** start PROVIDED RECORDS **

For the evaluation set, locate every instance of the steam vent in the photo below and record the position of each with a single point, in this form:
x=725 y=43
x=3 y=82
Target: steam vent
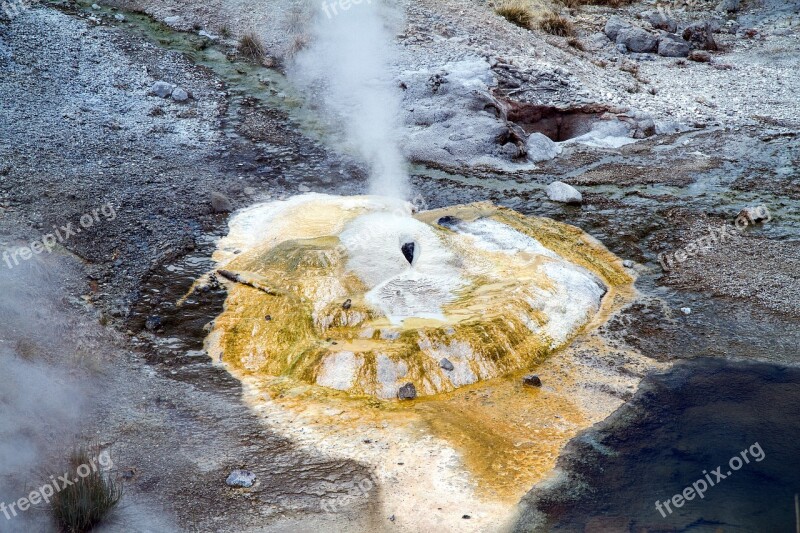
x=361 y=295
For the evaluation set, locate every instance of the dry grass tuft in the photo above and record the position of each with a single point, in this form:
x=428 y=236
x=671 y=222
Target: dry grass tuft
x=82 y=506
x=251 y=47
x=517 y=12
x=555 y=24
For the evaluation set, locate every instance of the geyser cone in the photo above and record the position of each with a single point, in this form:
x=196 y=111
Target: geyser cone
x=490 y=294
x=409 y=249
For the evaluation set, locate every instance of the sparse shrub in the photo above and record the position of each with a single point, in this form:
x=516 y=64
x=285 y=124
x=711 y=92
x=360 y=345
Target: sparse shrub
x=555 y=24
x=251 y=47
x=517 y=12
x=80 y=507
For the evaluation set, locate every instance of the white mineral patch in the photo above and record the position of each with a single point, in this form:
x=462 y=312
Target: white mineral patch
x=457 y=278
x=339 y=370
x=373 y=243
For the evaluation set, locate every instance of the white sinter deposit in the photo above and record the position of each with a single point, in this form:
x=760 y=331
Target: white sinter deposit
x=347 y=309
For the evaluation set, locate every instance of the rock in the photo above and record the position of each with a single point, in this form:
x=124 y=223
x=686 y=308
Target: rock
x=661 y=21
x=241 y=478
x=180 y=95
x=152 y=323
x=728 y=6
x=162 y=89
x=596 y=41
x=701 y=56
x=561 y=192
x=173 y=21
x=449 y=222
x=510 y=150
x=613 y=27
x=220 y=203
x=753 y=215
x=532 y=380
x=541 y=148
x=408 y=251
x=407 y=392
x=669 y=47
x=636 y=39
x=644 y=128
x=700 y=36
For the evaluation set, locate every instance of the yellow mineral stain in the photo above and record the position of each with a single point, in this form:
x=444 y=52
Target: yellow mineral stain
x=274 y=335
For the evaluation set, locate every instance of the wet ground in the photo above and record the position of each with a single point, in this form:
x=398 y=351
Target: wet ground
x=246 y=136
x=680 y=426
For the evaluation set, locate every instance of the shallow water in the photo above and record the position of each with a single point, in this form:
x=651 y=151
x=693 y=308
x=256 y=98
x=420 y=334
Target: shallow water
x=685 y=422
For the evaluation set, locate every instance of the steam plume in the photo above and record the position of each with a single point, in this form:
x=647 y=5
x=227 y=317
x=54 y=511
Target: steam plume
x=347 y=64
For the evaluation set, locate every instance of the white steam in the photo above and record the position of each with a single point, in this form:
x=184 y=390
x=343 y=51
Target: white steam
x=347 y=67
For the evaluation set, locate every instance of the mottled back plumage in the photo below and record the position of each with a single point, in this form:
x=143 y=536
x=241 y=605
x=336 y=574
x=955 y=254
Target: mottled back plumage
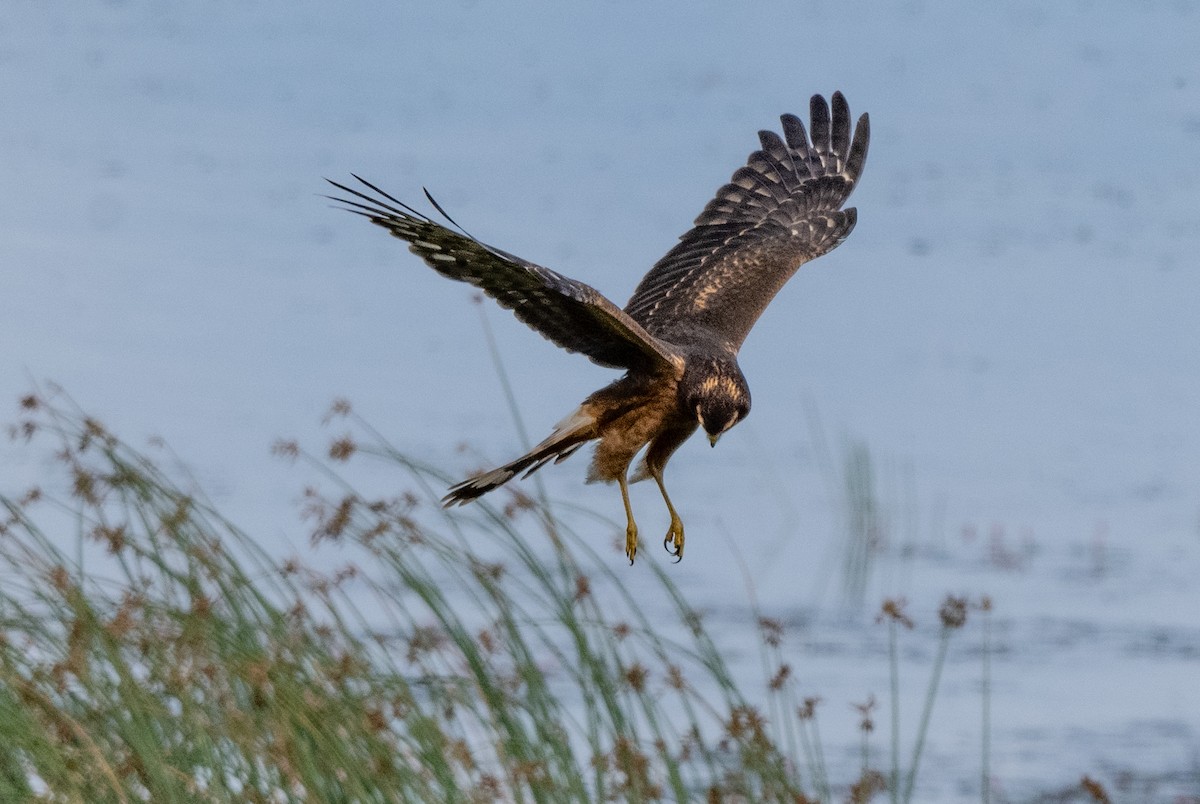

** end PROVIDED RECORDS **

**DIRECTIONS FOR THIS TASK**
Only the lines from the one containing "For the evaluation set, locate every instance of the shallow" through the last line of the data belong in the copy, both included and reproduced exactly. Pictures do not.

**WRITTEN SOLUTION**
For the evaluation set, locate every instance of the shallow water in the photo above and record the position of each with a single point, in this form:
x=651 y=151
x=693 y=308
x=256 y=98
x=420 y=334
Target: shallow water
x=685 y=422
For the evaluation set, locate every instance of the steam plume in the photo above and record the position of each with a single point, in this form:
x=647 y=5
x=227 y=317
x=54 y=511
Target: steam plume
x=347 y=64
For the evaluation set, locate every instance of the white steam in the photo above and record the position of each with a single point, in this form:
x=184 y=390
x=343 y=51
Target: white steam
x=347 y=67
For the evaluation set, locate every instance of the mottled back plumage in the photo below and record the position of each with a single point, in this form:
x=143 y=536
x=241 y=605
x=336 y=574
x=955 y=254
Target: mottled back plumage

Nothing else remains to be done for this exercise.